Point-per-instance localization data:

[Start of section]

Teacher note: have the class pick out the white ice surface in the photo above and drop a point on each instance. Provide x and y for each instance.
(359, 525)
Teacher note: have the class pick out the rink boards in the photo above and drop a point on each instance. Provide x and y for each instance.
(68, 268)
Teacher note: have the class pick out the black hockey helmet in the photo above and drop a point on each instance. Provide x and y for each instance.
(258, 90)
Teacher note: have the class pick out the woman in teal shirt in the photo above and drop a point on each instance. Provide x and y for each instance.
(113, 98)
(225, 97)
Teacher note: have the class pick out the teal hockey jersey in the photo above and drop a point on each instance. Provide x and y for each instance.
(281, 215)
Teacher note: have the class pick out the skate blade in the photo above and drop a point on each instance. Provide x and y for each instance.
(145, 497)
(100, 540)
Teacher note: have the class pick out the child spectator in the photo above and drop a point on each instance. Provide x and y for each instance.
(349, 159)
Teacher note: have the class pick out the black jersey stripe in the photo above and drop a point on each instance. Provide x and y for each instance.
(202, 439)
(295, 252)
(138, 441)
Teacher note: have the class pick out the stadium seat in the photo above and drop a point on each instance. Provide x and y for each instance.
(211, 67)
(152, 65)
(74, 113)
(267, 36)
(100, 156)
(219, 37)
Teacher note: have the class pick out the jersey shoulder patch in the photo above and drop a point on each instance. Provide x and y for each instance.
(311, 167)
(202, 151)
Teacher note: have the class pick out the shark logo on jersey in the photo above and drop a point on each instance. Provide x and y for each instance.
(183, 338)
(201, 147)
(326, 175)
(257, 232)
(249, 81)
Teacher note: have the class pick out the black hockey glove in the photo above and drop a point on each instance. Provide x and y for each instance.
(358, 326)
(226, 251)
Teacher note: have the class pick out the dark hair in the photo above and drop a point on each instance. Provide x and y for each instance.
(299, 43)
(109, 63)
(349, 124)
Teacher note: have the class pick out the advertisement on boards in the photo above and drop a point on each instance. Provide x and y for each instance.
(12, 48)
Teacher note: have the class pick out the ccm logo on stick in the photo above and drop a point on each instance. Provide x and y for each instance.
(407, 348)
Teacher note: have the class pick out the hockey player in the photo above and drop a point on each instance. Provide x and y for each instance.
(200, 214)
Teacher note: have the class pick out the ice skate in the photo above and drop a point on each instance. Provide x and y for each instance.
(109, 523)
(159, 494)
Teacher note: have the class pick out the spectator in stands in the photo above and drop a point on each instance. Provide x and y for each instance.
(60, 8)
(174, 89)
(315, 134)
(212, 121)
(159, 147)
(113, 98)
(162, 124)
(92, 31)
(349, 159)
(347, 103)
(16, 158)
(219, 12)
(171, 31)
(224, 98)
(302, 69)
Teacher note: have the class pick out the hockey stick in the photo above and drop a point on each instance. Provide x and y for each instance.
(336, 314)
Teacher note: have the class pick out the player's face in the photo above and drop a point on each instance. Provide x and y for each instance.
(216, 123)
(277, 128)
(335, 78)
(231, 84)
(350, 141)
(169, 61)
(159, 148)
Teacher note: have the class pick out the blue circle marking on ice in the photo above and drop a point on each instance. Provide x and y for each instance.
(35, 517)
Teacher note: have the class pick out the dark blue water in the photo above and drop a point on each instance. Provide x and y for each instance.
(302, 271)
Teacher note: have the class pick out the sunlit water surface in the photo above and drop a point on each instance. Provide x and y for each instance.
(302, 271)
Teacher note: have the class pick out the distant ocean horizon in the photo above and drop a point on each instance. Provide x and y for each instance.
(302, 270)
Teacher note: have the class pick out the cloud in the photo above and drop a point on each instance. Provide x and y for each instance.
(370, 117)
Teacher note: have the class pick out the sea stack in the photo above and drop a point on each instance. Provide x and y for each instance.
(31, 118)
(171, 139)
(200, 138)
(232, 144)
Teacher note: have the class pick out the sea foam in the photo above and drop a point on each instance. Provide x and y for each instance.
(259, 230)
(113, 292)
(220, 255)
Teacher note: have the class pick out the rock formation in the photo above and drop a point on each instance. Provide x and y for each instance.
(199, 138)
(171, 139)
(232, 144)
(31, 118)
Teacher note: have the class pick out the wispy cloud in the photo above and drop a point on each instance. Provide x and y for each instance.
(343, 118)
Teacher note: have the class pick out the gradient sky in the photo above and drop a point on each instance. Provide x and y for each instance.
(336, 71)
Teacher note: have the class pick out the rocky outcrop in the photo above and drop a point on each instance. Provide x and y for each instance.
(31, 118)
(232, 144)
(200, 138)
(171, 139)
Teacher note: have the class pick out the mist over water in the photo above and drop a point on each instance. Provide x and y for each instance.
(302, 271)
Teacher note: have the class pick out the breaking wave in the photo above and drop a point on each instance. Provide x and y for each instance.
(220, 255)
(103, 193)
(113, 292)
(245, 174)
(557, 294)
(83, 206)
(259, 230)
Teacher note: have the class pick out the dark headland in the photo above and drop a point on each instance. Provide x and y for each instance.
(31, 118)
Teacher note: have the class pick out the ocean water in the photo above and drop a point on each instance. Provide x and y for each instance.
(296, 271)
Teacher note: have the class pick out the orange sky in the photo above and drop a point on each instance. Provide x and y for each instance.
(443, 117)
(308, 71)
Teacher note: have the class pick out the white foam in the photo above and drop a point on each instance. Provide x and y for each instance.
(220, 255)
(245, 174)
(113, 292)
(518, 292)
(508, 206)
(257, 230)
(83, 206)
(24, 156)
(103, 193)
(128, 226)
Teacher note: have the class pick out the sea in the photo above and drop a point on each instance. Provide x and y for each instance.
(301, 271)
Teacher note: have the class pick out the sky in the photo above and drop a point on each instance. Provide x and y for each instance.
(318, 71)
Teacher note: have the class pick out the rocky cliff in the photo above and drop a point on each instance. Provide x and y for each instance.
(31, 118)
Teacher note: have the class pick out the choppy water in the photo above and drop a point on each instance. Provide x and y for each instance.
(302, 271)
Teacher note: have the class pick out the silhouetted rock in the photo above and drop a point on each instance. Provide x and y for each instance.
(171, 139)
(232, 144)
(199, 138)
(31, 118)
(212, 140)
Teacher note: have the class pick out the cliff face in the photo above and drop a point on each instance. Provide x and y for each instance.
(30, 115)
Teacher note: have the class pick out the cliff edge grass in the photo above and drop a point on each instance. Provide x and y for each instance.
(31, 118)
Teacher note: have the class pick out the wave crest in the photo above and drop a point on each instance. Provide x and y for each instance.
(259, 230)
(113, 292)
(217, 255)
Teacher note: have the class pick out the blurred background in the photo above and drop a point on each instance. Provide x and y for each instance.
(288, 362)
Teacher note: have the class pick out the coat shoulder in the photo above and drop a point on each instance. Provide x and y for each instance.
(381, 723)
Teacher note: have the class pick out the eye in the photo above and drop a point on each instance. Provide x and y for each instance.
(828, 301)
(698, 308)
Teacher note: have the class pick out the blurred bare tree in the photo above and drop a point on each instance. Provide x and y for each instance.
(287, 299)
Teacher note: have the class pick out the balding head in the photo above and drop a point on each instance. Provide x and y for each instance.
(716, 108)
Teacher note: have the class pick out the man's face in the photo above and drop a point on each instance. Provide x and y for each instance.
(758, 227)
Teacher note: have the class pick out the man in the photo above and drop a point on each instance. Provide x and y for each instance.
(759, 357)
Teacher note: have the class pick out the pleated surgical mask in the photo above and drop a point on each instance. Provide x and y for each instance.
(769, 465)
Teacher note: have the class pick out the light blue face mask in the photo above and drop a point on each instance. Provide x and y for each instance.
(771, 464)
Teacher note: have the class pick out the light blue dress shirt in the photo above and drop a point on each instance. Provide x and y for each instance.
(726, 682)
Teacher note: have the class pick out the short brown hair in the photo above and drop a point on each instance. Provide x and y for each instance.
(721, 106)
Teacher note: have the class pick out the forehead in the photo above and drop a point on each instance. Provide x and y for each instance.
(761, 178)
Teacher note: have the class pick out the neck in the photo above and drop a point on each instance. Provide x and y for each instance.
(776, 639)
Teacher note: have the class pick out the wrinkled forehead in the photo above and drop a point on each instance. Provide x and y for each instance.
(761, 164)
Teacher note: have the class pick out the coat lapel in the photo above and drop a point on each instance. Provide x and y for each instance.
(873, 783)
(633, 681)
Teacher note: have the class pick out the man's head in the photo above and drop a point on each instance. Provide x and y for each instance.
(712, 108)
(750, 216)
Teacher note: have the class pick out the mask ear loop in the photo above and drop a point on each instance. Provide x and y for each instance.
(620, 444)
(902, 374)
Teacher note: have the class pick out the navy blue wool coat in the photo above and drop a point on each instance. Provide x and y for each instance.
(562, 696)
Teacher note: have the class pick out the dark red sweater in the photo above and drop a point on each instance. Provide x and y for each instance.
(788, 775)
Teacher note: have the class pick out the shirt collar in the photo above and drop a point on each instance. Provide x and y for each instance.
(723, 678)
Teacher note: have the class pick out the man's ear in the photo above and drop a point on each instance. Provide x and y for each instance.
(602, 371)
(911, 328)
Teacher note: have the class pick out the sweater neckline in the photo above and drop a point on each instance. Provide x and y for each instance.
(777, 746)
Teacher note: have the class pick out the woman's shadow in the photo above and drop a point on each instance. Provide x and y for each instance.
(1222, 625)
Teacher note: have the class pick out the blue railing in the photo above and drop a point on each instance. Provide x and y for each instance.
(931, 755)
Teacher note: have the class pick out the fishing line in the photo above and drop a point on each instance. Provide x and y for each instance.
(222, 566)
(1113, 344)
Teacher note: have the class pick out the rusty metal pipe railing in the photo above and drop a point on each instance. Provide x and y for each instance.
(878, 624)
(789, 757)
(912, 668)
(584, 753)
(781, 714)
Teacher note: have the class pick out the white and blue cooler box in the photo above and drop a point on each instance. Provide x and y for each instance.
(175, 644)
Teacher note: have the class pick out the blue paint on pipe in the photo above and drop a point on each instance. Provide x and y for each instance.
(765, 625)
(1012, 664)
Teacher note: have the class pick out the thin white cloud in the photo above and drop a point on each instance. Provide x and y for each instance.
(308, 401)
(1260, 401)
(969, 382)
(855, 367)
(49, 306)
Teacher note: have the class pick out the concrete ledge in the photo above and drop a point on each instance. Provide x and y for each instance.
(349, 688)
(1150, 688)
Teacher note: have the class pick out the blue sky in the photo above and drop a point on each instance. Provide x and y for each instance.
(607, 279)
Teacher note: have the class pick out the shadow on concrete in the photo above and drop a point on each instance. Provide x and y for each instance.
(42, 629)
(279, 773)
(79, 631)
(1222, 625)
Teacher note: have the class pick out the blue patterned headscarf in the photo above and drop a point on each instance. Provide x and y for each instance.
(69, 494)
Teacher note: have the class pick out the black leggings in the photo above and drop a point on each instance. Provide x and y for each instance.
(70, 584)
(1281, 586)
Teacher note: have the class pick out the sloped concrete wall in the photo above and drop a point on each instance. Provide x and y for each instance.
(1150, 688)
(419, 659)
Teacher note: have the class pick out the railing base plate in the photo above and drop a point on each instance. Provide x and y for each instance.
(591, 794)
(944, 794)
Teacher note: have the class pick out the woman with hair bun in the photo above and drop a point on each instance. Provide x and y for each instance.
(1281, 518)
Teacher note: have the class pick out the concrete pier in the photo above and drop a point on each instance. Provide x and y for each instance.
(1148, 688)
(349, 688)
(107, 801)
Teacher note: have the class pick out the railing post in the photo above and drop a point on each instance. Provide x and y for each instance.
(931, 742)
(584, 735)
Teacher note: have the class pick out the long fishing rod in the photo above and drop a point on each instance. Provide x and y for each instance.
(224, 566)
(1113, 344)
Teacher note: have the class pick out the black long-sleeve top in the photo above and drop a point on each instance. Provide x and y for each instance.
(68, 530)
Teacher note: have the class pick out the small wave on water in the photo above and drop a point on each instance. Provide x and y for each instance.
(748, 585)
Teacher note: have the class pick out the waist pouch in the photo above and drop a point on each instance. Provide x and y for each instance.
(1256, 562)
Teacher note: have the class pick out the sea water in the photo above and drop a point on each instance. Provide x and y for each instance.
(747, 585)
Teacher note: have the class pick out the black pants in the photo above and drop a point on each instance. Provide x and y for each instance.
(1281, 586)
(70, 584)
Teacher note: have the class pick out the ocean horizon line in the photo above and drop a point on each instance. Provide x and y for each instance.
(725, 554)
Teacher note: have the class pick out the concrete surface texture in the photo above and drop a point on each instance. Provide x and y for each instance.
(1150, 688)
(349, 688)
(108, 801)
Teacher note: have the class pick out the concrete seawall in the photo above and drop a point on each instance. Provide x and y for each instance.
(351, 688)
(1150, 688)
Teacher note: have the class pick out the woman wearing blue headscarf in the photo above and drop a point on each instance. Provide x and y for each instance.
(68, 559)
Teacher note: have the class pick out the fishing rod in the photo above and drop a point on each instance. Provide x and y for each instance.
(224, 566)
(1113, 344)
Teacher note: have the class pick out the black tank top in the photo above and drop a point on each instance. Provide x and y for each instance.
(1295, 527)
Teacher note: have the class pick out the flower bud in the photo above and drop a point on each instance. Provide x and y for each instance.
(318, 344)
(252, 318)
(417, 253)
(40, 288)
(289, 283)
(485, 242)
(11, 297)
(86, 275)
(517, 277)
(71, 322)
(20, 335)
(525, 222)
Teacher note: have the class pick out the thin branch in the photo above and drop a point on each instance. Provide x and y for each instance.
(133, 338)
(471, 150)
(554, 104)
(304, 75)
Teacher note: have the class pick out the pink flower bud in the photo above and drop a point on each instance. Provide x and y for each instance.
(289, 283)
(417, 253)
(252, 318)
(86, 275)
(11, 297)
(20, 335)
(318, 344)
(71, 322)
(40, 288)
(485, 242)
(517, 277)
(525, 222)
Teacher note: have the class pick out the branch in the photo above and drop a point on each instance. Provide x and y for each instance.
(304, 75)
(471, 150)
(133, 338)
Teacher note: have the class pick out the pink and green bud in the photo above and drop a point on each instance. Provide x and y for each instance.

[End of section]

**About this task:** Set down, exactly as they appear, the line holding "Teacher note: have the class pick out the woman wearing" and every line after it until the records end.

**Response to this exercise:**
Teacher note: have the class pick out the woman wearing blue headscarf in the photo above and drop a point on each instance. Provide x and y for each instance.
(68, 559)
Teacher note: have the class pick out the fishing rod in the photo above and drop a point on each instance. Provide x and y for each instance.
(224, 566)
(1113, 344)
Teacher note: have the class pick out the black tank top in the photo above and drop a point on each instance. Provide x and y for each instance.
(1295, 527)
Teacher note: have the class pick out the flower bud in the photo above and drop a point on each instance. Provide x and y for each instance.
(318, 344)
(252, 318)
(417, 253)
(40, 288)
(289, 283)
(485, 242)
(11, 297)
(86, 275)
(517, 277)
(71, 322)
(20, 335)
(525, 222)
Teacher note: have the class pick out the thin branch in the photo above and drop a point on each instance. Provide x and y for each instance.
(133, 338)
(471, 150)
(554, 104)
(304, 75)
Teacher note: have the class pick out the pink flower bud in the photo above and drop a point on each instance. Provide x and y for each instance.
(289, 283)
(417, 253)
(252, 318)
(86, 275)
(11, 297)
(20, 335)
(318, 344)
(71, 322)
(40, 288)
(485, 242)
(517, 277)
(525, 222)
Teacher note: have the class pick out the branch in the photo above and drop a point on each instance. Provide x and y for each instance.
(304, 75)
(471, 150)
(133, 338)
Teacher note: have the class pick out the pink and green bud in the photo above and drop a point on each instance. Provide x and y for each instance.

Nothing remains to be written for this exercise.